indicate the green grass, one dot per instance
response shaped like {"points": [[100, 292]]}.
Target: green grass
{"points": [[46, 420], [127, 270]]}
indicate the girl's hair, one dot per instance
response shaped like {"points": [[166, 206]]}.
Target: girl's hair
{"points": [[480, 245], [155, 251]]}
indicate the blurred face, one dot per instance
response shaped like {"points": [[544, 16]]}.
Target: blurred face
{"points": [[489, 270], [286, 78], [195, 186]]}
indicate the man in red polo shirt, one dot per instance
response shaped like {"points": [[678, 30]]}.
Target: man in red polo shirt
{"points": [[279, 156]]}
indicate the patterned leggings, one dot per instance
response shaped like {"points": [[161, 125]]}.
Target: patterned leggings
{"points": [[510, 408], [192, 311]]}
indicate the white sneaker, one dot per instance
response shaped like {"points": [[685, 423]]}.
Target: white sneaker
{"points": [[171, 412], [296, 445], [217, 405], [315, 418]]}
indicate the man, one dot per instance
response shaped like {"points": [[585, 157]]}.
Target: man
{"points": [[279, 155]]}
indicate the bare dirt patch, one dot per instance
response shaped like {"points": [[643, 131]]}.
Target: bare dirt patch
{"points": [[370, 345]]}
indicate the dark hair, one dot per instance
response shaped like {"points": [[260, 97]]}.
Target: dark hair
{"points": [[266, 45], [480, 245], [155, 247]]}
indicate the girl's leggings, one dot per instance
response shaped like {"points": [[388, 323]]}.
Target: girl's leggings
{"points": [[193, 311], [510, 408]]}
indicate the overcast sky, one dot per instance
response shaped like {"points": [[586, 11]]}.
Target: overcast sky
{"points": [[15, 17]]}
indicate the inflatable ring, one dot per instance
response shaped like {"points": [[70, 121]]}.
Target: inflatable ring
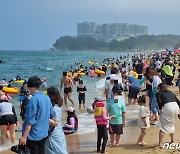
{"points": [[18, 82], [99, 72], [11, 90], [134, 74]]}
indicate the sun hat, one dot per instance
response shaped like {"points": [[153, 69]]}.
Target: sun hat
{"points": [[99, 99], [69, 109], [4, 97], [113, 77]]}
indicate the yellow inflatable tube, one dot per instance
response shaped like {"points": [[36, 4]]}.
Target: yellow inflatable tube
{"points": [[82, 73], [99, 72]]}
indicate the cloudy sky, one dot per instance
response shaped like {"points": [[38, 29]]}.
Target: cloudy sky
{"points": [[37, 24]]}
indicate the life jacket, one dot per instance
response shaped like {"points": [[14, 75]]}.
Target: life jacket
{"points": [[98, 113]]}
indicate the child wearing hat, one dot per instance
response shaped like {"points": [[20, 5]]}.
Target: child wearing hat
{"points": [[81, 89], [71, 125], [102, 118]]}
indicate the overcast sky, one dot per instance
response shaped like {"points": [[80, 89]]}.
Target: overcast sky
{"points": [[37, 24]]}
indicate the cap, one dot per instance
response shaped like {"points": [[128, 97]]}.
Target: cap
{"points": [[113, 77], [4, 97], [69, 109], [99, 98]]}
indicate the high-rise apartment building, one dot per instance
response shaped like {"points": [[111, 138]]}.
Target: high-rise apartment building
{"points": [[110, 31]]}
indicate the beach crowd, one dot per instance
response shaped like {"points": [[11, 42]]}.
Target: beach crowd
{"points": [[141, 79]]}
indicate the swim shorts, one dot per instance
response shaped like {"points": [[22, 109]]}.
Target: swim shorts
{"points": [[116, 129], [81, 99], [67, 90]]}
--------------------
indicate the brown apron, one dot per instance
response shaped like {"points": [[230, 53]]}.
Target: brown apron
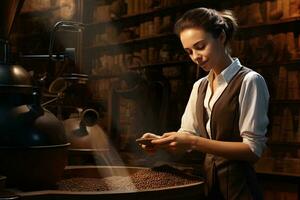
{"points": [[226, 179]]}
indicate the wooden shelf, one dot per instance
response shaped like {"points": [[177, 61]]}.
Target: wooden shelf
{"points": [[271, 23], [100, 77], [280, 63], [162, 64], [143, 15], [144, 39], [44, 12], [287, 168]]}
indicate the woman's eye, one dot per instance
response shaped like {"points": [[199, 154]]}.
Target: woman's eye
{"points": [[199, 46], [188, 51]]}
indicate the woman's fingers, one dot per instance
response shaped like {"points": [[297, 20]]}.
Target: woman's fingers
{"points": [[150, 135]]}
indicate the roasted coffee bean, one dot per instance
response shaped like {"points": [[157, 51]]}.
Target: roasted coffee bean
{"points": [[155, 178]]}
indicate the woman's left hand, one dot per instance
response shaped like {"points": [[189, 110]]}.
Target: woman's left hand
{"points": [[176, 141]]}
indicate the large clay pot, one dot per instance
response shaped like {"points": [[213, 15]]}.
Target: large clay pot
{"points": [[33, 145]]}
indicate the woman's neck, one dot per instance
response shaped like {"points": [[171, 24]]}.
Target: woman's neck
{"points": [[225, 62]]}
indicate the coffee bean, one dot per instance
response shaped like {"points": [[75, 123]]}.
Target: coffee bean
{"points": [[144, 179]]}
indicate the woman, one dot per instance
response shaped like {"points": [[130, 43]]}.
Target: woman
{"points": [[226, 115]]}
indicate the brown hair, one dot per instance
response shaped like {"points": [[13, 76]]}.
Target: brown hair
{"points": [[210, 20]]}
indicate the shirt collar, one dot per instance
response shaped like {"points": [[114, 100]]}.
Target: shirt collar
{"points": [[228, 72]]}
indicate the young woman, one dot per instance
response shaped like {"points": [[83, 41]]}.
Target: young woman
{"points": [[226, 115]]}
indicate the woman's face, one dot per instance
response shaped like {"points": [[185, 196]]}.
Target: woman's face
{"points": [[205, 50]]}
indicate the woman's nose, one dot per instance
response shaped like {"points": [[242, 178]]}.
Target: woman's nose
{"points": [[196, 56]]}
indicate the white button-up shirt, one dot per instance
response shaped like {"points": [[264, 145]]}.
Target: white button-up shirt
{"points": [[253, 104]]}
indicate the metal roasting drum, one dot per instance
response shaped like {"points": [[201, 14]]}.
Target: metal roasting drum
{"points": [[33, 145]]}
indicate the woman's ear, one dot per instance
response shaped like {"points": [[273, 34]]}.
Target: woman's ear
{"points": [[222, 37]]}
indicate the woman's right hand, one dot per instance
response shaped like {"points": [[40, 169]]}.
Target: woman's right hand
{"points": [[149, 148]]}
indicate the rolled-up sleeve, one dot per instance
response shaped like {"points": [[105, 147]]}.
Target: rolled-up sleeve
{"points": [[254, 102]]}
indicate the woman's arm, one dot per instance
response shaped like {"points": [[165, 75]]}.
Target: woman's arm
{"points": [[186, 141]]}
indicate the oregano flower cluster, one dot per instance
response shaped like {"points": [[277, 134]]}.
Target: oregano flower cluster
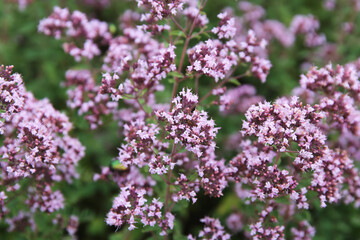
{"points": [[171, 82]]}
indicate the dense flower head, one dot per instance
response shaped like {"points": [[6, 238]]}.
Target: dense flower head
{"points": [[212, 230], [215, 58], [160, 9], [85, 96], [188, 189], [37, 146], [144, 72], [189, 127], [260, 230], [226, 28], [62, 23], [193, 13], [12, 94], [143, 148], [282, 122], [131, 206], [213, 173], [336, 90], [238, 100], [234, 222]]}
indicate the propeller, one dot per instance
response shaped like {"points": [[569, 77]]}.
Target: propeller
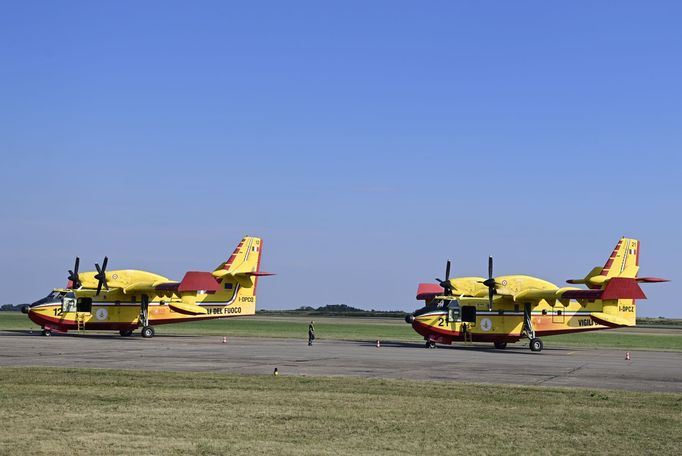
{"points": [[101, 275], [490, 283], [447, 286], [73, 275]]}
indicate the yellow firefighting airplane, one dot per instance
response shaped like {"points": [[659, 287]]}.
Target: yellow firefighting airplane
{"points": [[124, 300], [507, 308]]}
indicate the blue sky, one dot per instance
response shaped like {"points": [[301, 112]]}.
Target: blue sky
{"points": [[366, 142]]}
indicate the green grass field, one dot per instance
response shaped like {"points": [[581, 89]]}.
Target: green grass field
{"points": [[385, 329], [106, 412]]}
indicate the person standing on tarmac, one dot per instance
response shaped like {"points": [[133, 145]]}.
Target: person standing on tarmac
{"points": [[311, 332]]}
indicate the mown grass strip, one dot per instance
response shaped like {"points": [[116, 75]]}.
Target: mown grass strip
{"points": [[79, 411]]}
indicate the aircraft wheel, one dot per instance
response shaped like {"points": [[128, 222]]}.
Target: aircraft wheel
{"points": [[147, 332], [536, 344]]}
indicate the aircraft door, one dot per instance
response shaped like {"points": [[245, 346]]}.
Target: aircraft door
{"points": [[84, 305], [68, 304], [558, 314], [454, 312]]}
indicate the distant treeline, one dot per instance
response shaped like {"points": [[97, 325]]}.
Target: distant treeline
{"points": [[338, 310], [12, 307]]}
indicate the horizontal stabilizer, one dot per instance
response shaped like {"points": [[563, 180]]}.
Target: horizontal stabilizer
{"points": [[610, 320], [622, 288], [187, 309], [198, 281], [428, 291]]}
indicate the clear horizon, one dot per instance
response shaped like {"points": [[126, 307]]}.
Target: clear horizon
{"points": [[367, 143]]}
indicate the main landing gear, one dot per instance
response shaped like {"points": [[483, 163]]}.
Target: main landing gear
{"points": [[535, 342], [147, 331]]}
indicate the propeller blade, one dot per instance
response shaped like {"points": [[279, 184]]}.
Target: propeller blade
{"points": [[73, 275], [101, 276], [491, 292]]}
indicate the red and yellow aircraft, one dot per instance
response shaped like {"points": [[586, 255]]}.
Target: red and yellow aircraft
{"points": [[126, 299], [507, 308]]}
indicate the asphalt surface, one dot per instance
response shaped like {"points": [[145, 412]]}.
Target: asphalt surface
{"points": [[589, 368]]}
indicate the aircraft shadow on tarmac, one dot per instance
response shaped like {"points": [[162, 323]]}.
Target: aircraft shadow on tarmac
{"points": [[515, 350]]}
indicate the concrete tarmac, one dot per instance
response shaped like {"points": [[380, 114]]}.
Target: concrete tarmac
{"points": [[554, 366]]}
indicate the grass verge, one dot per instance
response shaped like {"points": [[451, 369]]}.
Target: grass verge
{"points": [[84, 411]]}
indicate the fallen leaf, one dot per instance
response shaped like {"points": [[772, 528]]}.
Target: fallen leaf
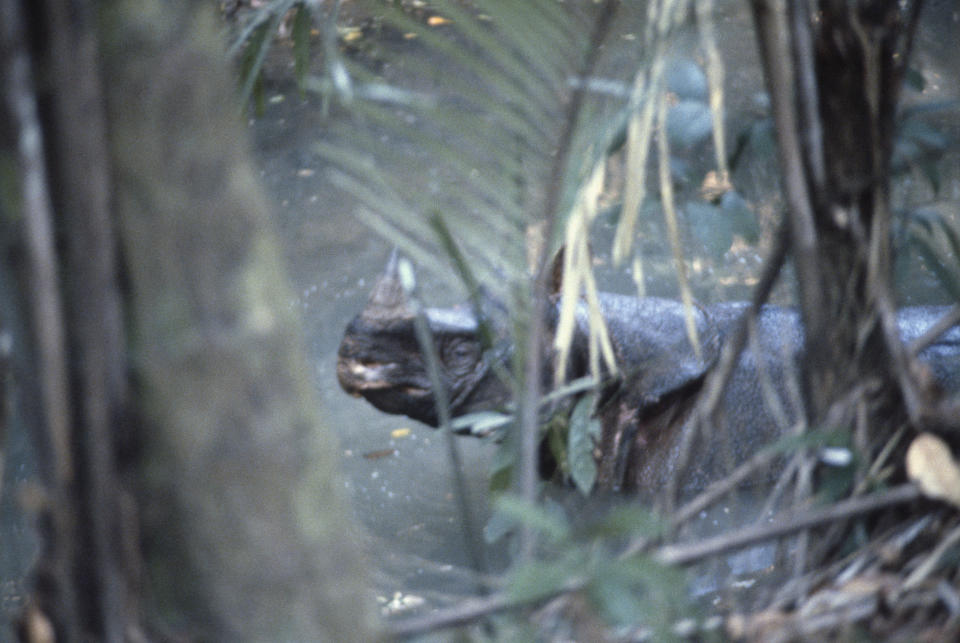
--------------------
■ Problem ■
Rewrite the data from the line containing "indicate the horizontal" down to the line containing "Target: fallen leaf", replacing "one dot per instance" with "one point per instance" and leaving everything else unchanged.

■ The reply ■
indicate the horizontal stabilizer, one point per instance
response shaped like {"points": [[563, 180]]}.
Target: horizontal stabilizer
{"points": [[610, 320], [622, 288], [187, 309], [198, 281], [428, 291]]}
indicate the clear horizon, one point per instance
response shaped like {"points": [[126, 307]]}.
Target: clear horizon
{"points": [[367, 143]]}
indicate the main landing gear, one point per instance
response shaped like {"points": [[483, 163]]}.
Target: main landing gear
{"points": [[535, 342], [147, 331]]}
indicate the propeller blade, one point per instance
response shaped like {"points": [[279, 184]]}.
Target: propeller blade
{"points": [[73, 275], [101, 276], [491, 292]]}
indicate the red and yellow aircraft, one point per instance
response shaped like {"points": [[586, 255]]}.
Target: red and yellow aircraft
{"points": [[126, 299], [507, 308]]}
indicate the asphalt surface, one point per instance
response shaped like {"points": [[145, 412]]}.
Target: asphalt surface
{"points": [[589, 368]]}
indicate the aircraft shadow on tarmac, one point per instance
response shaped like {"points": [[162, 323]]}.
Target: aircraft shadow on tarmac
{"points": [[515, 350]]}
indicate the concrete tarmac, one point per instance
response shaped like {"points": [[380, 114]]}.
Target: concrete tarmac
{"points": [[554, 366]]}
indicate the grass verge, one point per instance
response shaped like {"points": [[451, 369]]}.
Target: grass verge
{"points": [[84, 411]]}
indicate the fallen leaf, one point per instance
response shaped like {"points": [[772, 528]]}.
Target: fallen leaf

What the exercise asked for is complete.